STATED EXERCISE :: Turn the rows from the line with "Annotation guideline: for every instance of the white stain" up to and including the line with "<point>34,151</point>" into a numbered list, and leave out any blank lines.

RECORD EXTRACTS ::
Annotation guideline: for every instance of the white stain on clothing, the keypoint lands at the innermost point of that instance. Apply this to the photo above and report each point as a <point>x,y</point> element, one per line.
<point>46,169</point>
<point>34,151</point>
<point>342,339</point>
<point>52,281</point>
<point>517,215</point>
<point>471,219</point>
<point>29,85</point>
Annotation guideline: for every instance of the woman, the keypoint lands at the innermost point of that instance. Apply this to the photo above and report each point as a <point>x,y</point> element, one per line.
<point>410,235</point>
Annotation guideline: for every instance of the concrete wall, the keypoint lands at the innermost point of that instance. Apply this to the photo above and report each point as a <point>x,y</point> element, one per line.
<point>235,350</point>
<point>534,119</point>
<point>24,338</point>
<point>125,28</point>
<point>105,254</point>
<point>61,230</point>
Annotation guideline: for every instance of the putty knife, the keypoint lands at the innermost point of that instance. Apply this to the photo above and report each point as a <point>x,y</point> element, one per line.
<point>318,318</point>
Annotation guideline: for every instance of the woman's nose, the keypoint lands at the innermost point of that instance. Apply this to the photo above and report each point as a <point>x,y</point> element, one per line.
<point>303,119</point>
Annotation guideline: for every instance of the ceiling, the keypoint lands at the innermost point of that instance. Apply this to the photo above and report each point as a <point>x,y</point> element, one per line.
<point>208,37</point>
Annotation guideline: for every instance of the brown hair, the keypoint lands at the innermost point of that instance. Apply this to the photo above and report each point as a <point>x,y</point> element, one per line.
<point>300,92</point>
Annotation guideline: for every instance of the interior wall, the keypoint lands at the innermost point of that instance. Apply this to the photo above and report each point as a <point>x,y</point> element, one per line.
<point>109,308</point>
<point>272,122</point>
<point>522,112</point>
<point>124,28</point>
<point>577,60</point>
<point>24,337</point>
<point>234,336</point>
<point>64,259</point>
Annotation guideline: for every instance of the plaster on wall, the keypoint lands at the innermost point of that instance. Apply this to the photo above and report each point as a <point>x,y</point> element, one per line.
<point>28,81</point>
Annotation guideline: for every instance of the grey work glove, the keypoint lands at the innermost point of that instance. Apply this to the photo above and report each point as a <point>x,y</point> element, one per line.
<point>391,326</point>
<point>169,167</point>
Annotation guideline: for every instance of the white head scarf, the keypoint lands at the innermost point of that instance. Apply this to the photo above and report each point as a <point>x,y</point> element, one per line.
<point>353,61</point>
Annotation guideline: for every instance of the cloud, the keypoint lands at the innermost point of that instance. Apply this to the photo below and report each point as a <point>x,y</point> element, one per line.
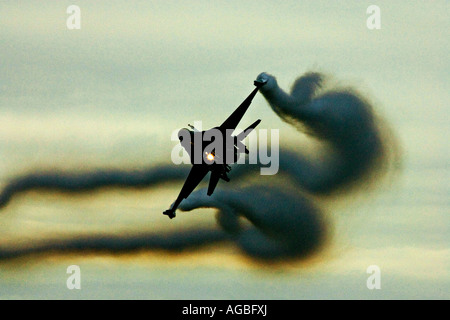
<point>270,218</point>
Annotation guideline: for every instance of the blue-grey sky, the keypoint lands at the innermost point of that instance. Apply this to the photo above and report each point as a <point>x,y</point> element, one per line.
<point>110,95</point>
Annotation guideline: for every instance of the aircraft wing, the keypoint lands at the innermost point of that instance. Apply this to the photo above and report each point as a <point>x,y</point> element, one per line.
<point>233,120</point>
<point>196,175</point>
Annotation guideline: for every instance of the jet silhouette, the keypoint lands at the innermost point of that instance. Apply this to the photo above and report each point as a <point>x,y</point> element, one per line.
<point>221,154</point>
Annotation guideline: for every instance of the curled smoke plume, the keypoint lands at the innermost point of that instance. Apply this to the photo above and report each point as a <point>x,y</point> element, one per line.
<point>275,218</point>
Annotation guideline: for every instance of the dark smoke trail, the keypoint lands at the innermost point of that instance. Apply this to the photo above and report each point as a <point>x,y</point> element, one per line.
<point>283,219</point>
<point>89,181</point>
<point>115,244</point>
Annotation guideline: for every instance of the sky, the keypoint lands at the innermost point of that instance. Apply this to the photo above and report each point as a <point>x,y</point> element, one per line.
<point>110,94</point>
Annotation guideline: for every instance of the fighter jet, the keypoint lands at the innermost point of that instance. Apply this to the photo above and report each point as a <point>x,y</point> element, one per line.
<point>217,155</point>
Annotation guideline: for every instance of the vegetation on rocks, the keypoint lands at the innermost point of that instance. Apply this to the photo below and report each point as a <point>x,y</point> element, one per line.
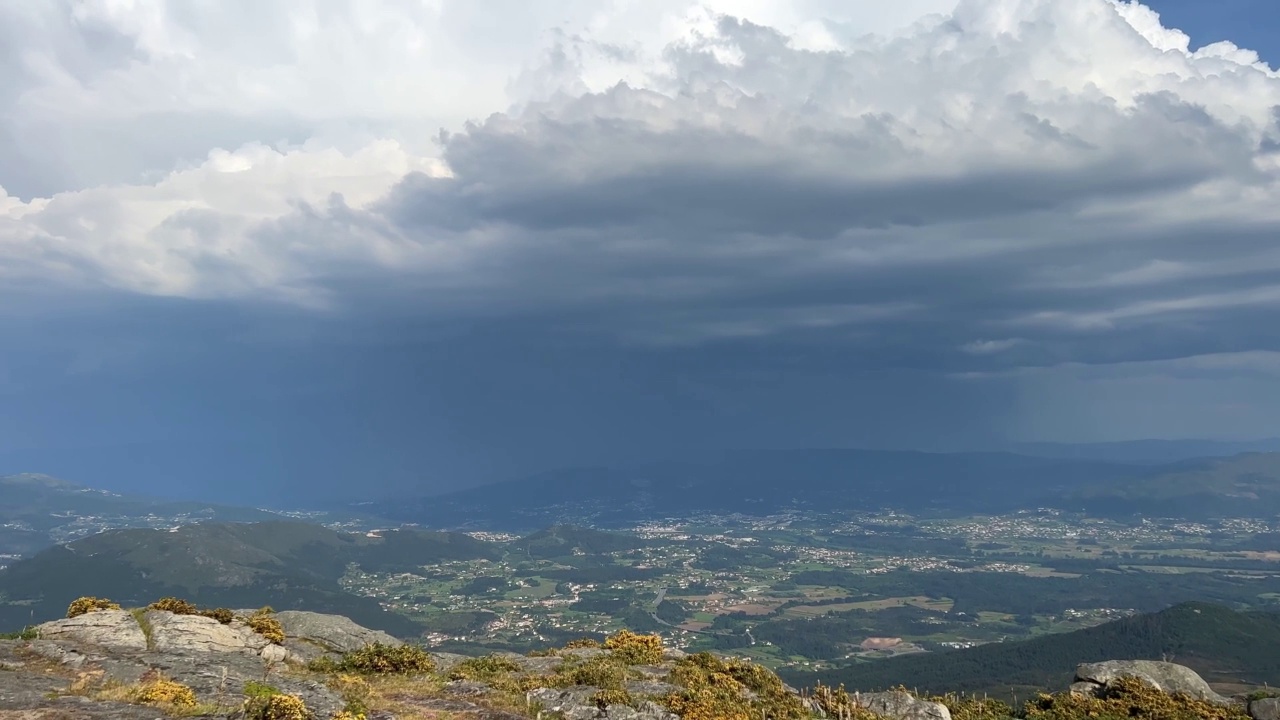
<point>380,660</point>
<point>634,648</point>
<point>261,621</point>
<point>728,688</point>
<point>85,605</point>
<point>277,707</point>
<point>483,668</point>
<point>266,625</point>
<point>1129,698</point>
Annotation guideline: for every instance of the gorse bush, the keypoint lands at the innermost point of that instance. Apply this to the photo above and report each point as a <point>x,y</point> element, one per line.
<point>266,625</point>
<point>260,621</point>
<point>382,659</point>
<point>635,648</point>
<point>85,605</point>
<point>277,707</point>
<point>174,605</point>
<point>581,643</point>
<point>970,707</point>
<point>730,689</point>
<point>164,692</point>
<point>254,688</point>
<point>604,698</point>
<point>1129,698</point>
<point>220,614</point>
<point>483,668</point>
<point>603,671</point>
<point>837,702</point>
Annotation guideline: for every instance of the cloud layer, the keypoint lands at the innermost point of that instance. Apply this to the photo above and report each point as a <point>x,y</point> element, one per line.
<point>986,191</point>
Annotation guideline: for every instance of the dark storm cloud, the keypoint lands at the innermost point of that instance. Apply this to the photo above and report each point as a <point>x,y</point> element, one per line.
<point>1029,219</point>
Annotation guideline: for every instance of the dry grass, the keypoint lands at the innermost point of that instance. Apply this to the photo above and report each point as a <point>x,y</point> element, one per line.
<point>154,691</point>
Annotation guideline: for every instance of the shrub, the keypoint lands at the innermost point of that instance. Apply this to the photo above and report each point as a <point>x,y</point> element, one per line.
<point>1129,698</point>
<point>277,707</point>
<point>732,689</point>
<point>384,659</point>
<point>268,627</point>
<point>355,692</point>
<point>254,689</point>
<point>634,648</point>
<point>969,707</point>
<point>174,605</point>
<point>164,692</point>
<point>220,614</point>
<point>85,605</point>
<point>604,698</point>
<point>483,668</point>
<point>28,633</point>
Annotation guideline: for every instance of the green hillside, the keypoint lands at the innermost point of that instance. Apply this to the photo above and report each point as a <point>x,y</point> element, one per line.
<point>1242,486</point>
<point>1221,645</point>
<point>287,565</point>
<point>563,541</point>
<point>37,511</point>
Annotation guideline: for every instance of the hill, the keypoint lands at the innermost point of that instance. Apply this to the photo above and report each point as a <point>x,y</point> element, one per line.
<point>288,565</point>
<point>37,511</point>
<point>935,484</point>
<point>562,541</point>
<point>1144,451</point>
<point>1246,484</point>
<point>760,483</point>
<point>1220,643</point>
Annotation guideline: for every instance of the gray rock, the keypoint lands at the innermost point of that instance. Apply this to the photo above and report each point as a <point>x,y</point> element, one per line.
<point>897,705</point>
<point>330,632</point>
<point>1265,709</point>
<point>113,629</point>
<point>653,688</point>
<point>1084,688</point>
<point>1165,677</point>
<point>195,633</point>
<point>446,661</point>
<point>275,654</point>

* * *

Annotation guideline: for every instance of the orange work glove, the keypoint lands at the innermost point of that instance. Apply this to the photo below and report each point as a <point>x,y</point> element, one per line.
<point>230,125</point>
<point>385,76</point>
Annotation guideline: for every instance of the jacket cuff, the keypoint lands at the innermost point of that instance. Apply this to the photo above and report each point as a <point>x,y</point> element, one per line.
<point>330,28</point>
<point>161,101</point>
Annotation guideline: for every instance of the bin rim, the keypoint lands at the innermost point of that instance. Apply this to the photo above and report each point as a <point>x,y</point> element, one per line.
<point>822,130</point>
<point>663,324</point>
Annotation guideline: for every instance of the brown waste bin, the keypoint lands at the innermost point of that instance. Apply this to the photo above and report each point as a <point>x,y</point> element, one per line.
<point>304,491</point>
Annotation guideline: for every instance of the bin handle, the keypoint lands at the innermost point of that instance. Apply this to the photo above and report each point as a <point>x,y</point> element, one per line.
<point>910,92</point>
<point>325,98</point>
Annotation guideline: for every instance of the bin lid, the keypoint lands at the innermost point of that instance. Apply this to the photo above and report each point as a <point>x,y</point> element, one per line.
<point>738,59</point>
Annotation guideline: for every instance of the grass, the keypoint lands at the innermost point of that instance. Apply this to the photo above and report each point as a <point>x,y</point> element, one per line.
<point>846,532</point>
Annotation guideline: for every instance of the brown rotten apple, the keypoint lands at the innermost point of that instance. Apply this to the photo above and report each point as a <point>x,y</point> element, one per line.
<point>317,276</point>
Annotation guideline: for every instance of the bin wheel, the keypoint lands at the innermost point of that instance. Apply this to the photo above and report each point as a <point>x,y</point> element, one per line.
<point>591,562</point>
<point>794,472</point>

TASK SOLUTION ::
1. Annotation guideline: for every instance of the white stain on clothing, the keypoint lands at the innermost point of that instance. Apply this to the photo above and report each point as a <point>x,y</point> element, one per line.
2. <point>46,169</point>
3. <point>34,151</point>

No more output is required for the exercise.